> GIVEN EXERCISE
Please retype, character for character, everything in the listing below from the line containing "Please examine the image above and identify every colored" down to the end of the listing.

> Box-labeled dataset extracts
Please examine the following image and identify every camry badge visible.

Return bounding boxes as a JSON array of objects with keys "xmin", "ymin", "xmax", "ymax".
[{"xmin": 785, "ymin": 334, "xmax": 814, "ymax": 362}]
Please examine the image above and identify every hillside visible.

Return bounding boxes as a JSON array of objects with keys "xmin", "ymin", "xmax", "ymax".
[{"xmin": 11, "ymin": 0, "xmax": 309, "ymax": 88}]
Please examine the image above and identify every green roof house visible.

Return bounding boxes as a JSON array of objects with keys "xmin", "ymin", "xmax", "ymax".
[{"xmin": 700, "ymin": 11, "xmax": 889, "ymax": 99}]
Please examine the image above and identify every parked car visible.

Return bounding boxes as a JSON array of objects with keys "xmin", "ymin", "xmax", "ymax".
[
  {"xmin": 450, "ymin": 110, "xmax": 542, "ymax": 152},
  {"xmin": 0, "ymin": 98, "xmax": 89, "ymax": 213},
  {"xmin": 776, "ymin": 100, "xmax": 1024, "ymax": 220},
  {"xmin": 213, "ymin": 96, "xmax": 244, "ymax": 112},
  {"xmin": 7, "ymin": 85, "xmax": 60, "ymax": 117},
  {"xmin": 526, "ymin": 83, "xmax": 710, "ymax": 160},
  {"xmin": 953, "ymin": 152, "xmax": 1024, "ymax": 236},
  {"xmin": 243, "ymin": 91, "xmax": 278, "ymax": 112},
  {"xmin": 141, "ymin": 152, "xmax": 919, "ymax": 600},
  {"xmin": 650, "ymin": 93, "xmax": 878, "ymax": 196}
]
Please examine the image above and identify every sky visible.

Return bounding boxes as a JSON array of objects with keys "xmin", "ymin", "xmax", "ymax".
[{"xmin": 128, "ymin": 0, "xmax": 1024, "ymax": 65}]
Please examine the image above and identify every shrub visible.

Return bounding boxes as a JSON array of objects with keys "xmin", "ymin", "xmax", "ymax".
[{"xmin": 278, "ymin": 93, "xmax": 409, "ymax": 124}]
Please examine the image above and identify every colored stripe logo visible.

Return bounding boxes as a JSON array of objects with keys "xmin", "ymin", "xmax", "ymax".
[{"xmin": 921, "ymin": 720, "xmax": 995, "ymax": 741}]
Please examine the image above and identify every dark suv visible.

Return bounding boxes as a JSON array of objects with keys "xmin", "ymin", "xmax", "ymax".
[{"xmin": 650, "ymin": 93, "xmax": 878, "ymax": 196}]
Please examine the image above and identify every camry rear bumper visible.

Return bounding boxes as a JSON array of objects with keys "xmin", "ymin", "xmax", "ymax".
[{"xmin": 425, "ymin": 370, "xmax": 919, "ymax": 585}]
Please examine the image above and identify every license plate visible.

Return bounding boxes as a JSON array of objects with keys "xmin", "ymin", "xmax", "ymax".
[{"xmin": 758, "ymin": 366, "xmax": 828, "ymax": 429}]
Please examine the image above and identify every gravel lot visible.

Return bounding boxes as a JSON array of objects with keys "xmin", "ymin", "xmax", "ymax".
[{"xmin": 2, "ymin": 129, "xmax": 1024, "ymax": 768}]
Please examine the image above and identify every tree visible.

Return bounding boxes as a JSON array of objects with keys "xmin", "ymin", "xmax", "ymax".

> COMPLETED TASK
Please examine the image above and identify every colored stripe logo visible.

Return bounding boxes as a JSON array of objects with keys "xmin", "ymin", "xmax", "ymax".
[{"xmin": 921, "ymin": 720, "xmax": 995, "ymax": 741}]
Please examine the image above and identify every dark suv visible.

Return bounding boxes as a JSON array of objects with keys "xmin", "ymin", "xmax", "ymax".
[{"xmin": 650, "ymin": 93, "xmax": 878, "ymax": 196}]
Please examine the image above and identify every camry rear bumper visible.

Return bounding boxes as a JSON array of objects with keys "xmin", "ymin", "xmax", "ymax".
[{"xmin": 425, "ymin": 370, "xmax": 919, "ymax": 585}]
Please examine the image above and identify every license plate visible.

Return bounding boxes as a JSON array of objects with keys "xmin", "ymin", "xmax", "ymax".
[{"xmin": 758, "ymin": 366, "xmax": 828, "ymax": 429}]
Please examine the image above and identify every gravel lot visible.

Return bounding boxes as a JSON array of objects with keys "xmin", "ymin", "xmax", "ymax".
[{"xmin": 2, "ymin": 129, "xmax": 1024, "ymax": 768}]
Please examine the image above and identify every tree visible.

Return bounding boxes as a JSON array of objects with keys "xmin", "ymin", "xmax", "ymax".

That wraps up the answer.